▸ What you are asked to do
Write out all of the entries exactly as given.

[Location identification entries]
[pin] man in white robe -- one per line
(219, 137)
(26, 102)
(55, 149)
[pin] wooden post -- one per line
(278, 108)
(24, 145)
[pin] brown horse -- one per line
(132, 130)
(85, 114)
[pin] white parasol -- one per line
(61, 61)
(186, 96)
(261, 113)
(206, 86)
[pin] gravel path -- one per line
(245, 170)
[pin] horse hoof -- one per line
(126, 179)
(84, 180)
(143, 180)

▸ Correct response
[pin] man in white robe -- one per line
(219, 137)
(26, 102)
(55, 149)
[pin] wooden post -- one per line
(278, 108)
(24, 145)
[pin] brown horse -- one per line
(132, 130)
(85, 114)
[pin] white parasol -- one per line
(61, 61)
(186, 96)
(261, 113)
(206, 86)
[pin] gravel path -- one per line
(245, 170)
[pin] horse hoof -- one per line
(126, 179)
(84, 180)
(143, 180)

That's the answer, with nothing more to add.